Dataset excerpts:

____

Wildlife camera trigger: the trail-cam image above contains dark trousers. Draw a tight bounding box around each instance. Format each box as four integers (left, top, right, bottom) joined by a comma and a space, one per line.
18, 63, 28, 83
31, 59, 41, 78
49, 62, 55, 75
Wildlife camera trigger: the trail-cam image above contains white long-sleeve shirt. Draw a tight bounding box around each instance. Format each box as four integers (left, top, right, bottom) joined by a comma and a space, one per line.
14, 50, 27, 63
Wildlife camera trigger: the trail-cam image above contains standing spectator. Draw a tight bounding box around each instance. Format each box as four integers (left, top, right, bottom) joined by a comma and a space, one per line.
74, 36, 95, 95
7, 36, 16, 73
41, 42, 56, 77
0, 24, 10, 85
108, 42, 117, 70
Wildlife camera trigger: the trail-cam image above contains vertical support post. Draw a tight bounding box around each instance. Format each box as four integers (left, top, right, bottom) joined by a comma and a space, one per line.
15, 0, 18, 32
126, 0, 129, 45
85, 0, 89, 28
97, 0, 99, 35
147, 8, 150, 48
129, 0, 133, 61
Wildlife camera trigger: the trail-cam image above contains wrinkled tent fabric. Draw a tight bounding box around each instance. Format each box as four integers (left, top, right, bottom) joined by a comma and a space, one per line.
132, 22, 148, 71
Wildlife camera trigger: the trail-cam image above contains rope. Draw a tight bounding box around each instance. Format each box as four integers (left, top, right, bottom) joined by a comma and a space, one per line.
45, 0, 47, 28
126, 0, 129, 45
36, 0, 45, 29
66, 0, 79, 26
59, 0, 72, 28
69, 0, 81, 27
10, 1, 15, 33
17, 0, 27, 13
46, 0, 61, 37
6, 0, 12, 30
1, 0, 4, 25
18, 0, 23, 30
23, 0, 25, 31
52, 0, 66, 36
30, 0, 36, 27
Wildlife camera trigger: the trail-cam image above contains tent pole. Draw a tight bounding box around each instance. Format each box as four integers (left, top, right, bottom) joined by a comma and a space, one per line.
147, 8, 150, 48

____

■ Instructions for the task ■
Copy out all the entries exactly once more.

■ Response to the task ■
Wildlife camera trigger: the trail-cam image above contains dark trousers. Draw a tight bounding box around each instance. Format each box as four integers (left, top, right, bottom) joined by a comma and a space, one per line.
18, 63, 28, 83
31, 59, 41, 78
49, 62, 55, 75
Wildlife camera trigger: the trail-cam image above contains white long-sleeve shirt. Draw a tight bounding box around each instance. Format each box as four integers (left, top, right, bottom) joined by a comma and a space, one per line.
14, 50, 27, 63
Wildlife camera trigger: the trail-cam image above contains standing spectator. Draw a tight bounding box around each instance. Format each box as four integers (left, top, right, bottom) joined by a comma and a space, one per line.
74, 36, 95, 95
7, 36, 16, 73
41, 42, 56, 77
0, 24, 10, 85
108, 42, 117, 70
Wildlife camera trigger: the trail-cam image above contains vertical support post. Draw a tight bounding box around each instance. Format each box as four integers (left, top, right, bottom) joined by a comma and a space, one per line.
15, 0, 18, 32
126, 0, 129, 45
85, 0, 89, 28
97, 0, 99, 35
147, 8, 150, 48
129, 0, 133, 61
Wildlife camera trigger: the trail-cam image above contains wrinkled tent fabric. Draw a tight bounding box around each instance. Format each box as four integers (left, top, right, bottom) joined by a comma and a space, one per line.
132, 22, 148, 71
Wildlife camera trigger: the trail-cam image above contains rope. Draw a tight bounding box around each instance. Format each box as four integers (left, top, right, bottom) joined by a comma and a space, one per line.
45, 0, 47, 28
126, 0, 129, 45
36, 0, 45, 29
66, 0, 79, 26
59, 0, 72, 28
69, 0, 81, 27
10, 1, 15, 33
17, 0, 27, 13
46, 0, 61, 37
6, 0, 12, 30
1, 0, 4, 25
18, 0, 23, 30
23, 0, 25, 31
52, 0, 66, 36
30, 0, 36, 27
Wildlife camera trigger: the trail-cam image above contains tent pole. Draw a tight bounding box around each instance. Format each box as four integers (left, top, right, bottom) joined by a comma and a space, one per line.
147, 8, 150, 48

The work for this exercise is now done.